Segment Open

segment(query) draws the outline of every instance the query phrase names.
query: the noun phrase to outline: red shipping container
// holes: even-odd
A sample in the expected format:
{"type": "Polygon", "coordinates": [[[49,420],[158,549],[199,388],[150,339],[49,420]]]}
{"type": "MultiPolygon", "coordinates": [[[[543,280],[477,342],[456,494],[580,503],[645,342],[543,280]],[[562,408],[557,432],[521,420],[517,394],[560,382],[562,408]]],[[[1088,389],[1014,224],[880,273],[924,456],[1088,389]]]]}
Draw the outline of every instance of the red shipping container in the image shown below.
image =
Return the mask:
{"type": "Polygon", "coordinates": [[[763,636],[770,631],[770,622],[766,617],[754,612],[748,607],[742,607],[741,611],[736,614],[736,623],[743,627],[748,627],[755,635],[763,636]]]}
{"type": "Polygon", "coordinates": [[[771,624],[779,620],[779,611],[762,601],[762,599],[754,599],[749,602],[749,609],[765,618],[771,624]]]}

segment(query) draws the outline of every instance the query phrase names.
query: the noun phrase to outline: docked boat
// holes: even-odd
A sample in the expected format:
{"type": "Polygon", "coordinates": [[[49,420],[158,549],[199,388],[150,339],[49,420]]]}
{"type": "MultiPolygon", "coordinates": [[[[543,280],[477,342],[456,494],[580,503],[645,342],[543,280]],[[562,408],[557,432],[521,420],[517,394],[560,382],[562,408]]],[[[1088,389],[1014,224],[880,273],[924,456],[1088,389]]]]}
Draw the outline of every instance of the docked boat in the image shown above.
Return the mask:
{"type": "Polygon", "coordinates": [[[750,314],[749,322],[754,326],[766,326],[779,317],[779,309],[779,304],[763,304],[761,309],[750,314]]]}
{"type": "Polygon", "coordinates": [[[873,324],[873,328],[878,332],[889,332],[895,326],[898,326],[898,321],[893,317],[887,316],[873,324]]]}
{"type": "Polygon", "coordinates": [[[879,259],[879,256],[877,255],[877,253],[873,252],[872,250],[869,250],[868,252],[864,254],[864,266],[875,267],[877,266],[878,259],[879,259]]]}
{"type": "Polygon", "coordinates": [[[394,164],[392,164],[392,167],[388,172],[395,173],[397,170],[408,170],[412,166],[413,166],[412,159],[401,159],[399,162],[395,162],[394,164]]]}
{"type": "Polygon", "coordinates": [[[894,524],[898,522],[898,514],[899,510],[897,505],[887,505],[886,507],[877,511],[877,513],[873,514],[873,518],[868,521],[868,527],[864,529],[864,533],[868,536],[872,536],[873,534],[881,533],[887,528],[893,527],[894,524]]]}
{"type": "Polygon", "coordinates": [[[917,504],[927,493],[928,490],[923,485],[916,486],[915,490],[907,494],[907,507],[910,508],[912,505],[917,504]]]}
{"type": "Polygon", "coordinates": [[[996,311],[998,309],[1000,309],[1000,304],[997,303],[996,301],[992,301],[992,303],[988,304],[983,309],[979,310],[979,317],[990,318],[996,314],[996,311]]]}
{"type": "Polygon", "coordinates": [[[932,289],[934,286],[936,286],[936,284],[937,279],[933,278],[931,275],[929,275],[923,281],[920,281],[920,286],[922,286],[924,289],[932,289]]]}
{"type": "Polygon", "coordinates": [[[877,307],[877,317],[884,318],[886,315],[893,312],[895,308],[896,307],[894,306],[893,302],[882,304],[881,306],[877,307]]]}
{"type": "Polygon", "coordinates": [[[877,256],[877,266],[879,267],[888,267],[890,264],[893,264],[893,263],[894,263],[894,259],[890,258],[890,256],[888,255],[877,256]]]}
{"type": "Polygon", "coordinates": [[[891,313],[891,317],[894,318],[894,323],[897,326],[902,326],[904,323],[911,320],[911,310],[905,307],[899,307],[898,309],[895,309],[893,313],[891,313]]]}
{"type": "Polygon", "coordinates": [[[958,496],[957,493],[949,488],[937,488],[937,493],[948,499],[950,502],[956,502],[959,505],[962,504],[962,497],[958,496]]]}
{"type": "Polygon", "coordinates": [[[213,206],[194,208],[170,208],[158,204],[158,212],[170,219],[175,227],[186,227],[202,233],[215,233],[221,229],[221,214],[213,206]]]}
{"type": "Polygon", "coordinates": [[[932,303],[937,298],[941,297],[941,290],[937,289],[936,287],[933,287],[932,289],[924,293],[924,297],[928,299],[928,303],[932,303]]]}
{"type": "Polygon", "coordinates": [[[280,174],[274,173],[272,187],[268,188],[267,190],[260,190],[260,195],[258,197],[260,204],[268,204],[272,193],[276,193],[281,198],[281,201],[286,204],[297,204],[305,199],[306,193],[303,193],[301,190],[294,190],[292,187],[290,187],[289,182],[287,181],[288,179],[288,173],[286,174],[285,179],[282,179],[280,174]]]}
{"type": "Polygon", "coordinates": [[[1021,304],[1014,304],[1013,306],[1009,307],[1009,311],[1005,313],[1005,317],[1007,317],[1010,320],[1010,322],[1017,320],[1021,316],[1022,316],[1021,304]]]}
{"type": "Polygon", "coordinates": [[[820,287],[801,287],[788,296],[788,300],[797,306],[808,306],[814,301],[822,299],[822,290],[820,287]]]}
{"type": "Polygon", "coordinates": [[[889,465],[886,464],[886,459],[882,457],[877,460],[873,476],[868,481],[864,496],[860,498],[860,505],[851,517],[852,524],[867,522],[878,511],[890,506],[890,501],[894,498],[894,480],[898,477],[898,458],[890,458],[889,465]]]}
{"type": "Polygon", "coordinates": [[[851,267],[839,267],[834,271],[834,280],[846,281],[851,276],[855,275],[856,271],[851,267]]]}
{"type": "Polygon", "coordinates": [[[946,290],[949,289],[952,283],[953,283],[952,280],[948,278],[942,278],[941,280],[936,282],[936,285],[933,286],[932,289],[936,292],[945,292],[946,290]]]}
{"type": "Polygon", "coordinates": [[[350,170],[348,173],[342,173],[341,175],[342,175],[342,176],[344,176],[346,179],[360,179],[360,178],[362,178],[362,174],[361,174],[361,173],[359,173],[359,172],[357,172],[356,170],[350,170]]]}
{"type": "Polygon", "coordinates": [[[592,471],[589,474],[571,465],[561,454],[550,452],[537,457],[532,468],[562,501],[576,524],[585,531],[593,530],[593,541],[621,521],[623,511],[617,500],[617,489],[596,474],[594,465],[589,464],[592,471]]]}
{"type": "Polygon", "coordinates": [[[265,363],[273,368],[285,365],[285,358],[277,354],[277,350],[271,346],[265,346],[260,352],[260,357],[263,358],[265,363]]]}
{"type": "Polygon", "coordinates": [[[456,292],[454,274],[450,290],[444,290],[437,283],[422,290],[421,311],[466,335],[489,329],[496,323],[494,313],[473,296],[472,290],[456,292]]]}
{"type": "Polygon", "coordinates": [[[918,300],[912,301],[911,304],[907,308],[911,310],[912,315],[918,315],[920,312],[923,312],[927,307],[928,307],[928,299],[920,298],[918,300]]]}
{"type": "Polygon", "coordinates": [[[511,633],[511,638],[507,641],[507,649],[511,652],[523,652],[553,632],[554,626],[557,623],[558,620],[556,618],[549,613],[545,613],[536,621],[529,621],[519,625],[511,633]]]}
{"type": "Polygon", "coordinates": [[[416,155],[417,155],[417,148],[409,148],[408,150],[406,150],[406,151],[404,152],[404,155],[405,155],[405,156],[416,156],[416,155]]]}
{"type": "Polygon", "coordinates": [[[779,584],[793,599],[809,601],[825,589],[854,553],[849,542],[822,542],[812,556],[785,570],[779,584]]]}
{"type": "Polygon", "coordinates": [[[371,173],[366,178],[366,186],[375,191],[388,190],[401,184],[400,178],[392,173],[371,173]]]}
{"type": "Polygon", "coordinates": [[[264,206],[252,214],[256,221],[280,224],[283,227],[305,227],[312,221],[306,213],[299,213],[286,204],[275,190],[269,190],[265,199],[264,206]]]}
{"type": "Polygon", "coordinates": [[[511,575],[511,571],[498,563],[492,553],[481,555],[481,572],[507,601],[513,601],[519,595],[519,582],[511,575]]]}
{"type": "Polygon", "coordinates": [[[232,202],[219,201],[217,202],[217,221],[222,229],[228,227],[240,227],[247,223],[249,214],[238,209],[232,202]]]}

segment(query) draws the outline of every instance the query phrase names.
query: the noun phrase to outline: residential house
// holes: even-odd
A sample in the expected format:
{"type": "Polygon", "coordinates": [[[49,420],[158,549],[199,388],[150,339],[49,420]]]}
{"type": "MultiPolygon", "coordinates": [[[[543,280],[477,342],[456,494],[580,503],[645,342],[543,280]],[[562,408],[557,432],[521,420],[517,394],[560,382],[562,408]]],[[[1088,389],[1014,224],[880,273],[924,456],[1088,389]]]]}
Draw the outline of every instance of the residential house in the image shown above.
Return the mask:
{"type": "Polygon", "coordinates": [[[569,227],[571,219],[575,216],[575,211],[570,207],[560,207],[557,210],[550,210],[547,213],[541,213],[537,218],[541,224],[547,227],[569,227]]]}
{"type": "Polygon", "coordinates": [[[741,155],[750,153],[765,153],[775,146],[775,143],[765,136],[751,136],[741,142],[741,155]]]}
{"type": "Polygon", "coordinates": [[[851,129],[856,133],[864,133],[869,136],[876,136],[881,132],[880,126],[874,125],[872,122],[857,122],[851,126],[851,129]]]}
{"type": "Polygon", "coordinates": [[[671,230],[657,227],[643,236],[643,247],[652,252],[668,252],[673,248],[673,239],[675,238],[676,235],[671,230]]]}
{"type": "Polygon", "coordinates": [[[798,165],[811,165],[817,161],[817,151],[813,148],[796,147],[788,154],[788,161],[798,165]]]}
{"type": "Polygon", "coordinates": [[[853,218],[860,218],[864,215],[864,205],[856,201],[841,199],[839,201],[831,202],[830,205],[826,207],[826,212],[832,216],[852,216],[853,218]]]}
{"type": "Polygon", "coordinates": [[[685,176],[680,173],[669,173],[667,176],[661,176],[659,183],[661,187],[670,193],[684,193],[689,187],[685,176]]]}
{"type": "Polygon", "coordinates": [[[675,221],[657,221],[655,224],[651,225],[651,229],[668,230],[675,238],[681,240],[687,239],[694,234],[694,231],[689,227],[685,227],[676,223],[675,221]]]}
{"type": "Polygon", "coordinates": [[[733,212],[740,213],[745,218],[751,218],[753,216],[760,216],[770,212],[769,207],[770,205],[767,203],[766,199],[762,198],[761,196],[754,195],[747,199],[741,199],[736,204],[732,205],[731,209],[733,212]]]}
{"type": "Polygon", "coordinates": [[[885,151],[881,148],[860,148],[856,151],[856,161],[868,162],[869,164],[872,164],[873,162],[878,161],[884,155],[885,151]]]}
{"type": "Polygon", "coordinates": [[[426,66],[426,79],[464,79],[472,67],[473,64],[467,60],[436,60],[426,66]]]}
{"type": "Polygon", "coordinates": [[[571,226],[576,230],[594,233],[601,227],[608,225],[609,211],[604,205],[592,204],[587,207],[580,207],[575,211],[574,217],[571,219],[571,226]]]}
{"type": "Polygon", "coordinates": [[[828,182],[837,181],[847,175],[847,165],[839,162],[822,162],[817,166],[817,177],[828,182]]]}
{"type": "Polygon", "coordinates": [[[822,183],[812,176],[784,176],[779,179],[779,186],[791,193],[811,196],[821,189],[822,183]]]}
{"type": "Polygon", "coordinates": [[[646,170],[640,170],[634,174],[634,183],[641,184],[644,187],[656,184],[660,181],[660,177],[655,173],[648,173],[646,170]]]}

Segment Closed

Your objective: Across the entries above, tally the lines that contain the string "docked" and give that figure alone.

Result of the task: 2